# Text Preprocessing

Dans toute tâche d'apprentissage automatique, le nettoyage ou le prétraitement des données est aussi important que la construction du modèle. Les données textuelles sont l'une des formes les moins structurées de données disponibles et lorsqu'il s'agit de traiter le langage humain, c'est trop complexe. 
Dans ce Brief nous allons travailler sur le prétraitement des données textuelles en utilisant [NLTK](http://www.nltk.org).

## Veille technologique: Natural Language processing (NLP)
1- Les cas d'utlisation de NLP dans notre vie  
2- Comment Fecebook, Google et Amazon utilisent NLP  
3- Préparation des données textuelles  

## Setup


In [10]:
#Importer les bibliothèques nécessaires
import nltk
from nltk.tokenize import word_tokenize

In [11]:
#Télécharger les données NLTK 
nltk.download('punkt')

CONSIGNE ÉCRITE: Relevez, dans l'ordre, tous les titres et intertitres du texte de lecture. Les données qui suivent n'interviennent en rien dans cet exercice.

DONNÉES ENREGISTRÉES:
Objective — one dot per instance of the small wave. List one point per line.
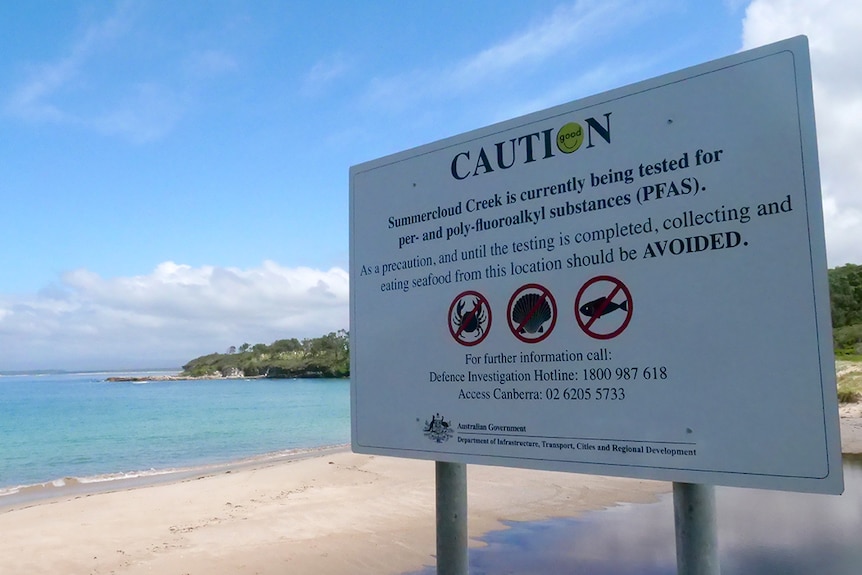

RÉPONSE À LA CONSIGNE:
Text Preprocessing
Veille technologique: Natural Language processing (NLP)
Setup